[Instructions for the task]
In the lines below, from the line with "Mark one point on each instance of the knuckle" through the end of the records, change "human skin" to "bare skin" and give only those lines back, otherwise unchanged.

○ ○ ○ ○ ○ ○ ○

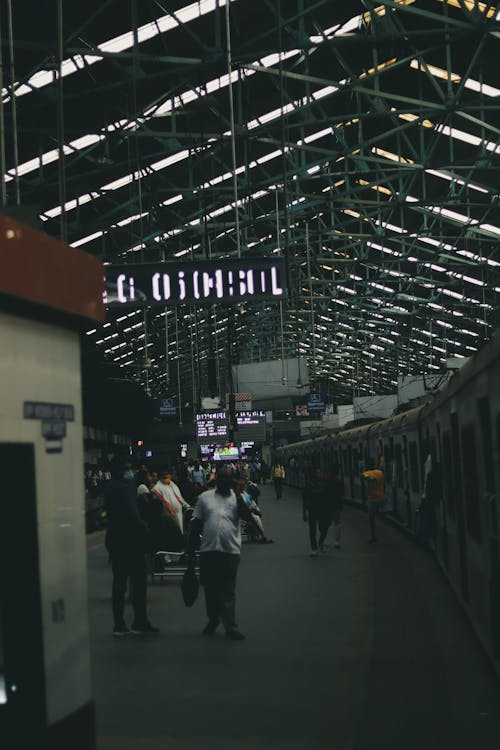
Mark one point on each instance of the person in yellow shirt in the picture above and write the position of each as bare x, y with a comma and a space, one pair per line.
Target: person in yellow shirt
278, 475
375, 494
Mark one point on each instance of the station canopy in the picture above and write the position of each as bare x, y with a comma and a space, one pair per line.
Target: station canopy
360, 141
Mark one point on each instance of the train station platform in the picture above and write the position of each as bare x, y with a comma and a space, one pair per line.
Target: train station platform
361, 648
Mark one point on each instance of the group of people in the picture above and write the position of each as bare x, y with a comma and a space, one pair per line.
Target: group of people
179, 510
148, 512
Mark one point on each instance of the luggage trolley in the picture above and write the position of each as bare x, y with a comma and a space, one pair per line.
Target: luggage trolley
172, 564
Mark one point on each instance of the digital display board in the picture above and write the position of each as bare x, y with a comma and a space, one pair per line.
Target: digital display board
214, 426
204, 281
211, 425
226, 453
251, 426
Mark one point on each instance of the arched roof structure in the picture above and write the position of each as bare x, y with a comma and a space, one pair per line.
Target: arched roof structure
359, 140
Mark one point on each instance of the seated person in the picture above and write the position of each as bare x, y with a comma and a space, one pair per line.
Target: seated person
257, 531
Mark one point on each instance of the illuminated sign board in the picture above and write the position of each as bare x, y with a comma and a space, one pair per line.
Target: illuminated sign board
251, 425
200, 282
211, 425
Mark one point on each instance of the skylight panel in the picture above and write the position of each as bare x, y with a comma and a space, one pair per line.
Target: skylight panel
119, 44
451, 178
89, 238
471, 5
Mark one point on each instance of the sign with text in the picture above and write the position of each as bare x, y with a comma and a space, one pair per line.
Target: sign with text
200, 282
315, 403
251, 425
211, 425
167, 407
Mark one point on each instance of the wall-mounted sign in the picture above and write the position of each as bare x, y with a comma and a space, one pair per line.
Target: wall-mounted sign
44, 410
211, 425
315, 403
208, 281
53, 418
167, 407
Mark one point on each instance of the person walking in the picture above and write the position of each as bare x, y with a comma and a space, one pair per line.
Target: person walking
126, 542
278, 475
375, 494
317, 510
217, 513
336, 488
169, 493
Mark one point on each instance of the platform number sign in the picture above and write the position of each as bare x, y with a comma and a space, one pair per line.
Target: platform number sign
316, 403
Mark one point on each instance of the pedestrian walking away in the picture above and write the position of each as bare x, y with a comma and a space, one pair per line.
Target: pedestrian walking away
317, 510
375, 494
127, 540
217, 514
278, 475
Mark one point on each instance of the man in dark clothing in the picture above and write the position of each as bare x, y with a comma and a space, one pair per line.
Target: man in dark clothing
317, 508
126, 541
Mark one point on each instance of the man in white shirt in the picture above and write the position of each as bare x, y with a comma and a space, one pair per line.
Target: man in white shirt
218, 513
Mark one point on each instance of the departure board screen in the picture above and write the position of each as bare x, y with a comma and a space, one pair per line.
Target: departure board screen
211, 425
251, 426
200, 282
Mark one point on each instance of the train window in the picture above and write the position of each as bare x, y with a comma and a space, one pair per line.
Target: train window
449, 495
399, 465
471, 480
483, 408
346, 461
414, 469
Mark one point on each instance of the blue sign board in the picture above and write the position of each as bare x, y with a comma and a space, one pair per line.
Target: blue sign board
315, 403
168, 407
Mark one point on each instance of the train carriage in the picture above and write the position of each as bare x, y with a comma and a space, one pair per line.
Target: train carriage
442, 477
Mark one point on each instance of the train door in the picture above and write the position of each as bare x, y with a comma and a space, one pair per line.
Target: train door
22, 677
406, 484
489, 503
397, 483
456, 488
442, 504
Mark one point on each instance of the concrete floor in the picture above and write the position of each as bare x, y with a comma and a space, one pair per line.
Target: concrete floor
362, 648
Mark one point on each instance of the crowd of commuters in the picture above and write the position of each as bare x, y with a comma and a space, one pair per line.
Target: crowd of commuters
195, 510
180, 509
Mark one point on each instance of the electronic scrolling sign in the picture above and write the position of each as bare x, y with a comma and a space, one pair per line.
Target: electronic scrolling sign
199, 282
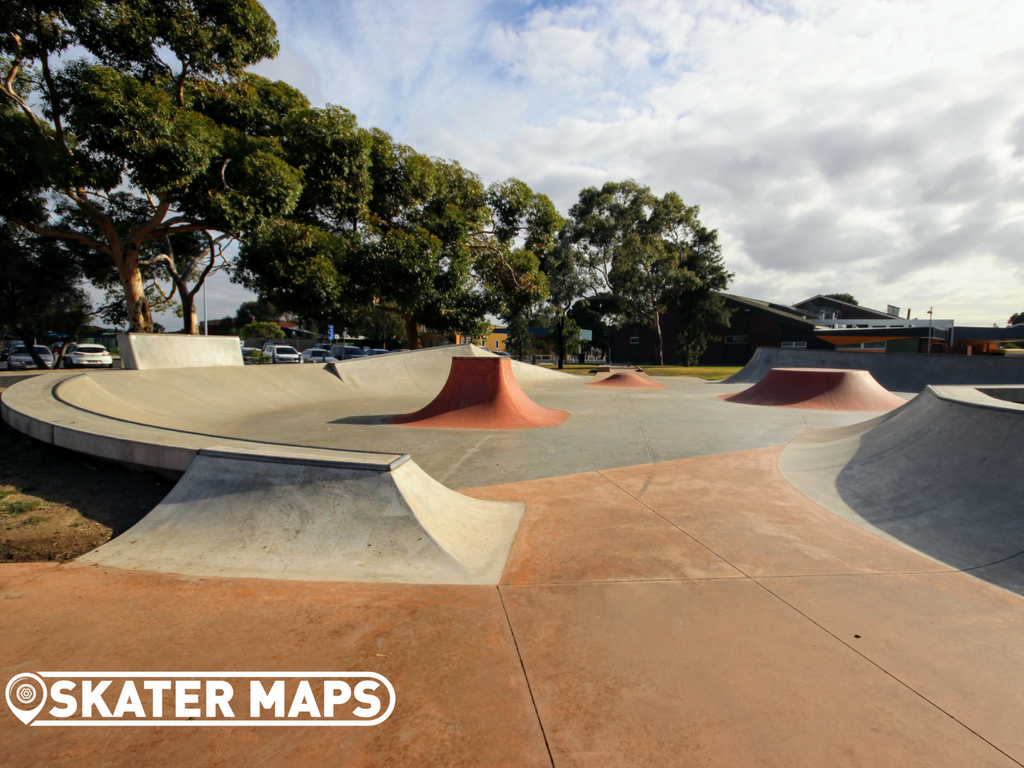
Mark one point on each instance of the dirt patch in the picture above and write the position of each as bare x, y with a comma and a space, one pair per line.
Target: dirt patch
56, 505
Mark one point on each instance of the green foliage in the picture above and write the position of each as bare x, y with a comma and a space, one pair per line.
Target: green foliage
478, 331
261, 331
40, 287
12, 509
379, 327
519, 340
94, 105
651, 252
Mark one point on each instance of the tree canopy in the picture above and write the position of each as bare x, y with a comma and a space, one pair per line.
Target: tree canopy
40, 288
650, 252
155, 129
135, 140
847, 297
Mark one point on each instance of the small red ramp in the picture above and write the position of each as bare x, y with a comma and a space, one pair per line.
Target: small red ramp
819, 388
482, 393
624, 380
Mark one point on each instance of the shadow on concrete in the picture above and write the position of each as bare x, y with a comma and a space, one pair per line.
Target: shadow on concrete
372, 419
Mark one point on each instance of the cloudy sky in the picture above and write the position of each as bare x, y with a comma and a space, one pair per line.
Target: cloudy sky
873, 147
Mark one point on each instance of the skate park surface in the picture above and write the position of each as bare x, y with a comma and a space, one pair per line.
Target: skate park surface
689, 582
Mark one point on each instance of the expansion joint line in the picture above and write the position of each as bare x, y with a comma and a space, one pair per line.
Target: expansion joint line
525, 677
468, 454
643, 434
828, 632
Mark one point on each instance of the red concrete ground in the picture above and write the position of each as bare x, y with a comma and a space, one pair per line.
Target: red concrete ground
698, 612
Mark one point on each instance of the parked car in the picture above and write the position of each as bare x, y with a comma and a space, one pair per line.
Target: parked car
317, 355
278, 352
87, 355
19, 359
7, 346
345, 352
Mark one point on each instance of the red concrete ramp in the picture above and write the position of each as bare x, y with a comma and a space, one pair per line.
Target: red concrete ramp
482, 393
624, 380
818, 388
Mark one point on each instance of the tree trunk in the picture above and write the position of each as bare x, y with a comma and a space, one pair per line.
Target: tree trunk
188, 312
29, 339
560, 334
412, 331
660, 341
139, 315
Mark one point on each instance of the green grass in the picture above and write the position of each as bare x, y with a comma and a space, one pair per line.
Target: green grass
710, 373
13, 509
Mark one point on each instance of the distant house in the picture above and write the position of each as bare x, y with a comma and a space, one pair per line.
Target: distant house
761, 324
754, 324
827, 308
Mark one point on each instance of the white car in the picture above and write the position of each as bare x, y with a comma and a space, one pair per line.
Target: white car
87, 355
273, 352
317, 355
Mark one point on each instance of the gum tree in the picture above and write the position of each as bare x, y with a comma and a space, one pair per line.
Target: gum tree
649, 252
108, 99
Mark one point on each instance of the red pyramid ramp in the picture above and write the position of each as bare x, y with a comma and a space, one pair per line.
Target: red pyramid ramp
482, 393
819, 388
624, 380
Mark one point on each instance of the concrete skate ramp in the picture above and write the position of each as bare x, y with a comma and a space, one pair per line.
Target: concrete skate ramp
820, 388
482, 393
202, 399
258, 514
624, 380
942, 475
897, 373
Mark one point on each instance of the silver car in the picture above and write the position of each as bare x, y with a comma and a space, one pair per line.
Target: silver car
317, 355
19, 358
281, 353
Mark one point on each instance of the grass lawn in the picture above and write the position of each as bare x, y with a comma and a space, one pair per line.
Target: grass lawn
710, 373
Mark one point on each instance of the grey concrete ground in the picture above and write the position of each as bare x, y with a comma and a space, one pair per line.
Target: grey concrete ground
607, 429
941, 475
896, 372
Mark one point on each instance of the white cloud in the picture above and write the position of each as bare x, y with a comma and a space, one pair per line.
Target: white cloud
864, 145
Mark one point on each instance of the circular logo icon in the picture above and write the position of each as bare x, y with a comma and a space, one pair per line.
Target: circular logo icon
26, 695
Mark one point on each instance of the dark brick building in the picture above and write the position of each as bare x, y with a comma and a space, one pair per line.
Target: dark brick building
754, 324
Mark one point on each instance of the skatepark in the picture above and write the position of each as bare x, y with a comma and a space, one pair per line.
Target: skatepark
805, 564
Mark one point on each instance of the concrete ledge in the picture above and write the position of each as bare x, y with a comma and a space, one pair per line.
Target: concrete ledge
35, 409
152, 351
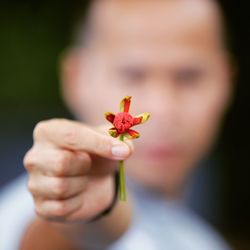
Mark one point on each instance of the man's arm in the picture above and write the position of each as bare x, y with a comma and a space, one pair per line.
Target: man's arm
70, 169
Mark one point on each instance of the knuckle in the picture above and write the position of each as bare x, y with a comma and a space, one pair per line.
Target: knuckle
71, 135
103, 144
40, 129
31, 186
59, 188
60, 209
60, 163
29, 160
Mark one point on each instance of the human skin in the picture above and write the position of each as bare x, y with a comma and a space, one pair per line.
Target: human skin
174, 65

○ ○ ○ ○ ○ ○ ○

[Task result]
Mark one point on each instance of the knuckle in the picture above and write the position of each as bare x, y with a comma and a space, one pair per line.
Target: knuckle
71, 135
103, 144
40, 129
31, 186
59, 188
60, 209
60, 163
29, 160
Mark one point on each instance of the bare skin in the picture above and write the position of each as bare x, y with a comma and a space, one pair per line.
Target: bare skin
174, 65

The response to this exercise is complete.